# SOURCE MATERIAL:
..........
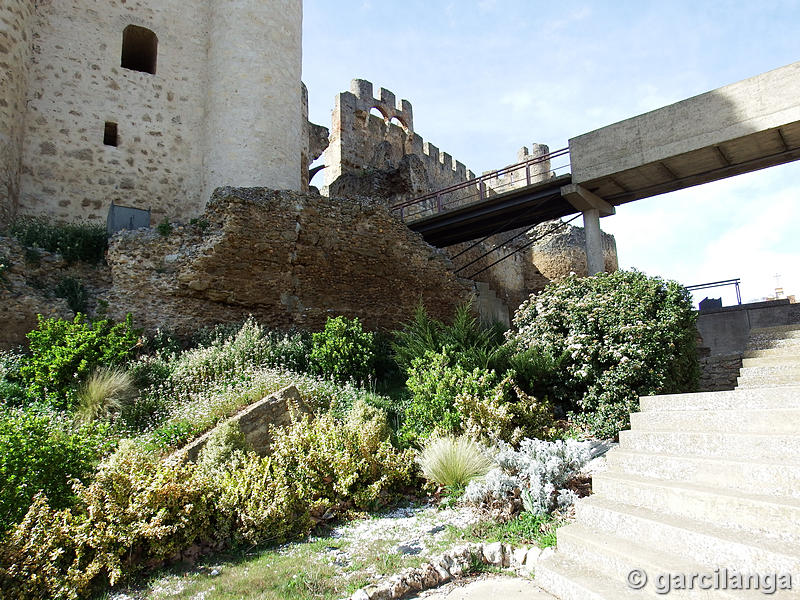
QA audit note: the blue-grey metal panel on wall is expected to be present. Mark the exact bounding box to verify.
[107,202,151,235]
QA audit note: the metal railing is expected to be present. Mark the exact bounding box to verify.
[686,278,742,305]
[390,146,571,222]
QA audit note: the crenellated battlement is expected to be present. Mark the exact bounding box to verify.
[322,79,475,197]
[348,78,414,132]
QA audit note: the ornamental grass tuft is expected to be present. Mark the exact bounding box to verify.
[416,434,494,491]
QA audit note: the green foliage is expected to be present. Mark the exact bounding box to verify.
[54,276,89,314]
[156,218,173,237]
[76,367,136,423]
[147,419,198,450]
[0,442,218,599]
[19,314,141,410]
[402,349,554,444]
[189,217,209,231]
[267,411,417,517]
[310,316,376,384]
[0,411,418,599]
[8,217,107,264]
[467,512,561,549]
[392,303,505,374]
[0,351,30,407]
[510,270,699,438]
[197,421,252,476]
[0,406,111,533]
[416,435,493,491]
[402,350,464,438]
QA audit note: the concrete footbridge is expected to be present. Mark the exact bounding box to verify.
[392,60,800,274]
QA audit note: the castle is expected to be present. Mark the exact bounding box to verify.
[0,0,305,227]
[0,1,616,338]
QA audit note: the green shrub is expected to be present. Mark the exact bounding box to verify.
[416,435,493,492]
[0,406,111,533]
[0,351,29,407]
[392,303,505,374]
[0,413,418,599]
[197,421,252,476]
[0,441,218,598]
[510,270,699,438]
[403,350,553,444]
[19,314,141,410]
[403,350,470,439]
[76,367,136,423]
[168,318,312,393]
[8,217,107,264]
[155,218,172,237]
[310,316,376,384]
[54,276,89,314]
[268,411,417,515]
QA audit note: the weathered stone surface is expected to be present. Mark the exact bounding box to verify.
[528,220,618,281]
[180,385,308,462]
[481,541,504,566]
[698,353,743,391]
[104,187,474,334]
[0,236,112,349]
[5,1,304,227]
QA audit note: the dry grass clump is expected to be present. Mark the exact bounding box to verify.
[417,435,494,490]
[77,367,136,423]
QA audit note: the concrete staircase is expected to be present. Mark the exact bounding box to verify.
[536,324,800,598]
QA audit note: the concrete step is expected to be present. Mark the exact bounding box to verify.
[744,346,800,359]
[592,471,800,545]
[606,449,800,499]
[748,324,800,340]
[742,355,800,368]
[746,336,800,352]
[536,554,649,600]
[618,429,800,461]
[575,496,800,573]
[554,524,773,599]
[738,364,800,378]
[629,407,800,434]
[639,386,800,411]
[737,374,800,389]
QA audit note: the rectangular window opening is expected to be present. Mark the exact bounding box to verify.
[104,122,119,147]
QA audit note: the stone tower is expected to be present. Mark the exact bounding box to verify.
[2,0,304,227]
[0,0,34,225]
[204,0,303,200]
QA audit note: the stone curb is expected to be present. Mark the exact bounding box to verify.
[346,542,555,600]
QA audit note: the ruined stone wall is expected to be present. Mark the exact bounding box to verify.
[0,0,34,228]
[104,187,475,334]
[0,236,112,349]
[13,0,303,226]
[528,220,618,280]
[321,79,476,205]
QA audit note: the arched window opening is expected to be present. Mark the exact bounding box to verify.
[121,25,158,75]
[389,116,410,133]
[368,107,388,123]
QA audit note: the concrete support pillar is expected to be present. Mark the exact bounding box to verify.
[583,208,604,276]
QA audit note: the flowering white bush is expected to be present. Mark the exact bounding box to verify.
[463,438,591,515]
[509,270,698,438]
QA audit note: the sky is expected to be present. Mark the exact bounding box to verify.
[301,0,800,306]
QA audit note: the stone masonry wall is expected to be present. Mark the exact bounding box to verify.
[104,187,475,334]
[698,354,743,392]
[0,0,34,227]
[321,79,476,205]
[0,235,112,349]
[13,0,303,226]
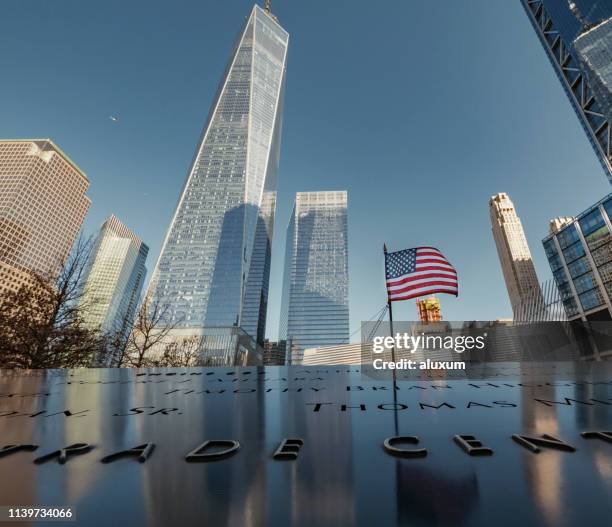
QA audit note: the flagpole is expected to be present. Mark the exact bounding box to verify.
[383,244,397,365]
[384,244,399,437]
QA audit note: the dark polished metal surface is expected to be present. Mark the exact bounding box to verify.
[1,363,612,526]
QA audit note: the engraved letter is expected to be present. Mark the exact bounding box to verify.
[581,431,612,444]
[273,439,304,460]
[34,443,93,464]
[512,434,576,453]
[0,444,38,458]
[185,440,240,462]
[454,435,493,456]
[101,443,155,463]
[383,436,427,458]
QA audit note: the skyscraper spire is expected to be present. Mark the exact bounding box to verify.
[263,0,278,21]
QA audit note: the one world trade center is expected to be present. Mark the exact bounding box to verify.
[147,3,288,348]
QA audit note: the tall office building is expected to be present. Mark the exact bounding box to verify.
[80,215,148,340]
[521,0,612,183]
[490,193,542,317]
[543,193,612,322]
[147,4,288,345]
[0,139,90,294]
[280,191,349,364]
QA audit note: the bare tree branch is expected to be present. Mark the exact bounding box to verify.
[156,335,205,367]
[115,295,180,368]
[0,235,104,369]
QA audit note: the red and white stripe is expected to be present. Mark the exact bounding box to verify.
[386,247,458,302]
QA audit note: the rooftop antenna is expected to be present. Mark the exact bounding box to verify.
[568,1,595,32]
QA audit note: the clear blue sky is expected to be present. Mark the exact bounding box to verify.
[1,0,610,339]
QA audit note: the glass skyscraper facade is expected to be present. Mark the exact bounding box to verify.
[521,0,612,182]
[543,193,612,322]
[575,15,612,125]
[280,191,349,364]
[147,5,288,344]
[80,215,148,342]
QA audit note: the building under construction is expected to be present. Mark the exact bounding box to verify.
[416,296,442,323]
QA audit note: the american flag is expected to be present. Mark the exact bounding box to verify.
[385,247,458,302]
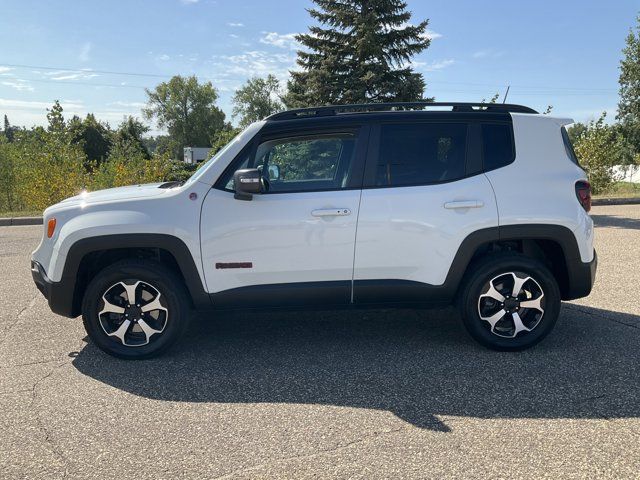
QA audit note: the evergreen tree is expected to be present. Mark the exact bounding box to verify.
[46,100,66,136]
[286,0,432,107]
[618,15,640,155]
[3,114,14,142]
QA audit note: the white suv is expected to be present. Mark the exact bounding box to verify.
[31,102,597,359]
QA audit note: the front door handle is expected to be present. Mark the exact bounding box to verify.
[444,200,484,209]
[311,208,352,217]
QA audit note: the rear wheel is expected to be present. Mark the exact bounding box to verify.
[81,259,190,359]
[459,253,561,351]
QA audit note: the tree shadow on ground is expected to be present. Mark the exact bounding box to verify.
[591,213,640,230]
[72,304,640,431]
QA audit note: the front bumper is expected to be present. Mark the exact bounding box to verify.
[563,249,598,301]
[31,260,78,317]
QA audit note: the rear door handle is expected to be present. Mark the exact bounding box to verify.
[444,200,484,209]
[311,208,352,217]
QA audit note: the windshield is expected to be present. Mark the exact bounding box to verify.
[183,131,243,186]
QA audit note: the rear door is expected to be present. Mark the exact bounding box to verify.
[200,124,369,308]
[353,118,500,304]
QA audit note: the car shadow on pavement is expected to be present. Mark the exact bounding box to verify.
[591,213,640,230]
[72,304,640,432]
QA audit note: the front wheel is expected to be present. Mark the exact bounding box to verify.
[459,253,561,351]
[81,259,191,359]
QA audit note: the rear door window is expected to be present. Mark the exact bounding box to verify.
[373,123,468,187]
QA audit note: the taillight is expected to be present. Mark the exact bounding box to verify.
[575,181,591,212]
[47,218,57,238]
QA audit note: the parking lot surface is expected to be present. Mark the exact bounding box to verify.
[1,205,639,479]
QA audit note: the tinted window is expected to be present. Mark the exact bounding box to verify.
[482,124,514,171]
[375,123,468,187]
[223,134,356,193]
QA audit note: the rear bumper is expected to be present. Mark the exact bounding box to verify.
[563,249,597,301]
[31,260,78,318]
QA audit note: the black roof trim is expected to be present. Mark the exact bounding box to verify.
[267,102,538,121]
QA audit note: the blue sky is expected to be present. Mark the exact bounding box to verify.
[0,0,638,133]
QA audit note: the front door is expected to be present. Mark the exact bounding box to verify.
[200,126,368,308]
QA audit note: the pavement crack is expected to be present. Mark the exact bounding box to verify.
[0,358,61,370]
[0,294,39,348]
[211,426,407,479]
[565,304,640,330]
[29,361,72,479]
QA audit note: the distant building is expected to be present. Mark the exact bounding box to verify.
[183,147,211,164]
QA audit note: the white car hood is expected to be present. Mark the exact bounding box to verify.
[59,183,169,206]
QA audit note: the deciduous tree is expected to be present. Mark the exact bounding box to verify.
[232,75,284,127]
[618,15,640,154]
[143,76,225,159]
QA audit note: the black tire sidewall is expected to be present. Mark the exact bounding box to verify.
[460,254,561,351]
[82,261,189,359]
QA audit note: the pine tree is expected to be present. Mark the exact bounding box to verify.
[618,15,640,154]
[3,114,14,142]
[286,0,432,107]
[46,100,66,136]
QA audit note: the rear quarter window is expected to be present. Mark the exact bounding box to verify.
[482,123,515,171]
[561,126,581,166]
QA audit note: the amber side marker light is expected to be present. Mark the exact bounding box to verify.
[47,218,57,238]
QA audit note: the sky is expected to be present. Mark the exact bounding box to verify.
[0,0,638,134]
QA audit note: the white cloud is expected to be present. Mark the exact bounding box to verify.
[0,66,13,74]
[413,59,455,72]
[259,32,300,50]
[52,72,99,81]
[108,101,147,108]
[1,79,34,92]
[40,69,99,81]
[79,42,92,62]
[207,50,296,93]
[227,22,244,27]
[179,0,199,4]
[0,98,83,110]
[423,29,442,40]
[214,50,295,77]
[157,54,171,61]
[473,49,505,59]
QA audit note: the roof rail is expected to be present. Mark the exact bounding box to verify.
[267,102,538,121]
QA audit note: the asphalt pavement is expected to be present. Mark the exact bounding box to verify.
[1,205,639,479]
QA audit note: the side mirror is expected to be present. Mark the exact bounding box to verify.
[233,168,263,201]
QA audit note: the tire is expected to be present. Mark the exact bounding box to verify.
[81,259,191,359]
[458,253,561,351]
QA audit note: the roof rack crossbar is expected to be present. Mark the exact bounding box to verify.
[267,102,538,121]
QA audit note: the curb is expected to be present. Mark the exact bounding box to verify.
[592,197,640,206]
[0,217,43,226]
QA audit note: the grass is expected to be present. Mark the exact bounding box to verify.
[0,210,42,218]
[594,181,640,199]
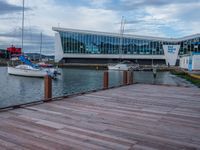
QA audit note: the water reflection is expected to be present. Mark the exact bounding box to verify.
[0,67,194,108]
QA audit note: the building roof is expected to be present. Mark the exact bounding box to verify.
[52,27,200,42]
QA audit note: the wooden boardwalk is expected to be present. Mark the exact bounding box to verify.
[0,84,200,150]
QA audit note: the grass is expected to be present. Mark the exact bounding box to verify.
[171,70,200,88]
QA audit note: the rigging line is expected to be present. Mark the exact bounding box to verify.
[22,0,25,53]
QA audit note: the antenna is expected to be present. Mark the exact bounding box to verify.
[22,0,25,53]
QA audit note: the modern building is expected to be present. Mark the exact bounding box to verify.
[180,52,200,71]
[53,27,200,66]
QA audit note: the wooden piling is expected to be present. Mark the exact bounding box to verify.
[123,71,128,85]
[127,71,133,84]
[44,75,52,101]
[103,71,109,89]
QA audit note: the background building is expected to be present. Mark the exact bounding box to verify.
[0,46,22,59]
[180,52,200,71]
[53,27,200,66]
[0,49,8,58]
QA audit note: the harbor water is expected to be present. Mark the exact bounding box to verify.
[0,67,195,108]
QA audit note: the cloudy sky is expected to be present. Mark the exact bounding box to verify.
[0,0,200,55]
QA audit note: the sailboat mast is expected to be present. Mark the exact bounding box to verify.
[119,16,125,62]
[152,51,153,66]
[21,0,25,53]
[39,32,43,61]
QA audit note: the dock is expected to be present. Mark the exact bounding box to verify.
[0,84,200,150]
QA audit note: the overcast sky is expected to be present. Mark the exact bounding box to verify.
[0,0,200,55]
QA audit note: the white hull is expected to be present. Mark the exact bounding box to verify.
[8,66,47,77]
[108,61,139,71]
[108,62,135,71]
[108,65,130,71]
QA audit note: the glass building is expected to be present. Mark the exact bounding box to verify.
[53,27,200,65]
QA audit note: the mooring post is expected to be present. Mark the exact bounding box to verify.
[103,71,109,89]
[44,75,52,101]
[123,71,128,85]
[127,71,130,85]
[127,71,133,84]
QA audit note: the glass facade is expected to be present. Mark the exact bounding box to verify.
[59,31,200,56]
[179,37,200,55]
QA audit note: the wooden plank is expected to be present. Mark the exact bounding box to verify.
[0,138,28,150]
[0,84,199,149]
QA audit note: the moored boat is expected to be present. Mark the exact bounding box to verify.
[7,0,58,79]
[108,61,139,71]
[108,63,131,71]
[7,65,48,77]
[8,55,59,78]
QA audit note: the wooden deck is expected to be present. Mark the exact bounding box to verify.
[0,84,200,150]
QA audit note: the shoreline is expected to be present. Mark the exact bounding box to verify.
[170,69,200,87]
[0,60,180,71]
[1,59,199,73]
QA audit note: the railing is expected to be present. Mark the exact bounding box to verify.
[44,70,134,101]
[0,70,134,111]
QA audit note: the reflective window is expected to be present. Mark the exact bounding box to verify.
[59,31,200,55]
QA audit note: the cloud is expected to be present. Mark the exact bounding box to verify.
[105,0,200,37]
[175,4,200,22]
[0,0,30,15]
[106,0,200,11]
[0,0,199,54]
[0,0,22,14]
[144,1,200,36]
[0,26,54,54]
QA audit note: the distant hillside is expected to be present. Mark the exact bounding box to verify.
[25,53,54,60]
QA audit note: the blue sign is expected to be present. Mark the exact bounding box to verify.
[188,56,192,71]
[192,42,200,45]
[168,46,176,54]
[192,52,200,55]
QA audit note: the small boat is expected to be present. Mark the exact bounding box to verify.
[108,63,131,71]
[108,61,139,71]
[8,56,58,78]
[108,17,139,71]
[7,1,58,79]
[7,65,49,78]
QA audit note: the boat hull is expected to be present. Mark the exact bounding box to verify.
[108,64,133,71]
[108,66,130,71]
[8,66,47,77]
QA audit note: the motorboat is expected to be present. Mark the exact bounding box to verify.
[108,61,139,71]
[108,17,139,71]
[108,63,131,71]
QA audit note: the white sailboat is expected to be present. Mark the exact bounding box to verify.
[7,0,57,78]
[8,55,57,77]
[8,65,48,77]
[108,17,136,71]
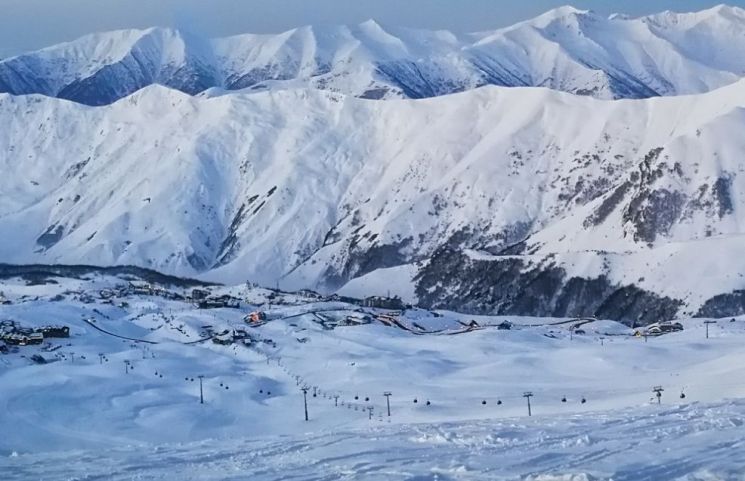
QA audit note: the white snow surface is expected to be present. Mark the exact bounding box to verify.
[1,274,745,479]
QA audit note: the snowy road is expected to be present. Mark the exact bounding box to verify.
[5,400,745,481]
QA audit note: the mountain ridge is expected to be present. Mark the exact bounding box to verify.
[3,5,745,104]
[4,79,745,321]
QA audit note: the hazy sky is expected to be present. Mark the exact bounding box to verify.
[2,0,745,58]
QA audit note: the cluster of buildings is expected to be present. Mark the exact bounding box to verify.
[635,321,684,337]
[96,284,241,309]
[360,296,406,310]
[0,320,70,349]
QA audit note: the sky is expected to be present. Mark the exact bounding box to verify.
[1,0,745,58]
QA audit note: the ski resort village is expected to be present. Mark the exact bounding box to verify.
[2,265,745,480]
[6,2,745,479]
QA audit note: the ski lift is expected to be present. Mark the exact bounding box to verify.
[365,397,369,402]
[426,400,431,406]
[482,400,487,405]
[680,391,686,399]
[581,397,587,404]
[561,396,567,403]
[413,398,418,404]
[354,395,359,400]
[497,400,502,405]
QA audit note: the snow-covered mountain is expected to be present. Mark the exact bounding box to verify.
[3,5,745,104]
[3,76,745,322]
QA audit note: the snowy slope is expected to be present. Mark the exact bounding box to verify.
[3,5,745,104]
[8,401,745,480]
[4,79,745,320]
[2,272,745,479]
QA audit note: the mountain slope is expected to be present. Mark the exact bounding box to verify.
[3,6,745,104]
[4,80,745,321]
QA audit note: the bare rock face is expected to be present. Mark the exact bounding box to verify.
[414,248,682,326]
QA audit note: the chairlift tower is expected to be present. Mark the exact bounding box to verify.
[523,392,534,416]
[704,320,716,339]
[653,386,664,404]
[301,387,309,421]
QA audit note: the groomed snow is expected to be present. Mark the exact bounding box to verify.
[6,400,745,480]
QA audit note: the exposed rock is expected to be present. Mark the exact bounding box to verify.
[415,248,682,325]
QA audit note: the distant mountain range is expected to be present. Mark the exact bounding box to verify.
[3,6,745,324]
[2,5,745,104]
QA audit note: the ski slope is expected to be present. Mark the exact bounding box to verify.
[6,400,745,481]
[1,272,745,479]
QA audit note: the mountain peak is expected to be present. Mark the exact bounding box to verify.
[535,5,591,20]
[522,5,596,29]
[358,19,383,29]
[643,3,745,26]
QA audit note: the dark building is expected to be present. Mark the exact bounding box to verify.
[191,289,210,301]
[362,296,405,310]
[37,326,70,338]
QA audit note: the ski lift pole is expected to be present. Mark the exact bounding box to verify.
[301,387,309,421]
[523,392,534,416]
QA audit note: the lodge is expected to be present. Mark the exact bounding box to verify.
[361,296,405,310]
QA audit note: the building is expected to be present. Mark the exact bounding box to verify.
[295,289,322,300]
[362,296,405,310]
[4,332,44,346]
[323,294,362,305]
[246,311,267,325]
[99,289,116,300]
[196,296,239,309]
[497,321,512,330]
[38,326,70,338]
[212,334,234,346]
[0,321,71,345]
[129,283,155,296]
[644,321,684,336]
[191,289,210,301]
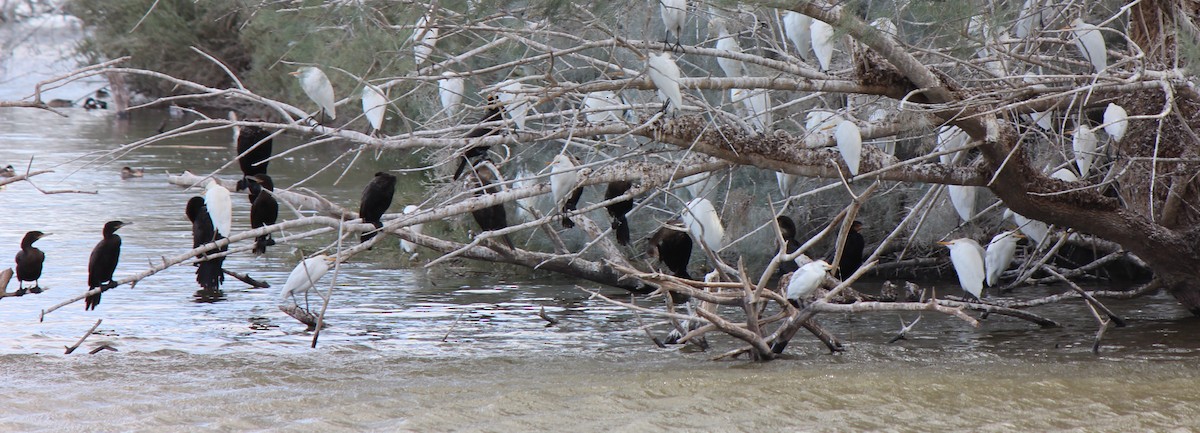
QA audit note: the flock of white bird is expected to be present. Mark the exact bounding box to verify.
[274,1,1134,308]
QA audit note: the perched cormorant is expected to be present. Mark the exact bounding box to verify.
[15,231,49,294]
[837,220,865,280]
[235,125,274,194]
[185,197,225,290]
[120,167,144,179]
[359,172,397,243]
[452,96,505,180]
[776,216,801,276]
[605,181,634,245]
[647,220,692,280]
[249,174,280,254]
[469,162,513,248]
[86,220,129,310]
..........
# REQUIRED ACTION:
Only the lines from the one containing "QA audit note: the perched" through the end of the material should be copied, exactly as they stand; please keep both ends.

# ANSWER SPACE:
QA audit note: the perched cormorant is expected to be present. Mark the exact bounding box to verify.
[15,231,49,294]
[837,220,865,280]
[235,125,274,194]
[185,197,225,290]
[120,167,144,179]
[359,172,397,243]
[452,96,505,180]
[776,216,801,276]
[605,181,634,245]
[647,220,692,280]
[249,174,280,254]
[469,162,513,248]
[86,220,129,310]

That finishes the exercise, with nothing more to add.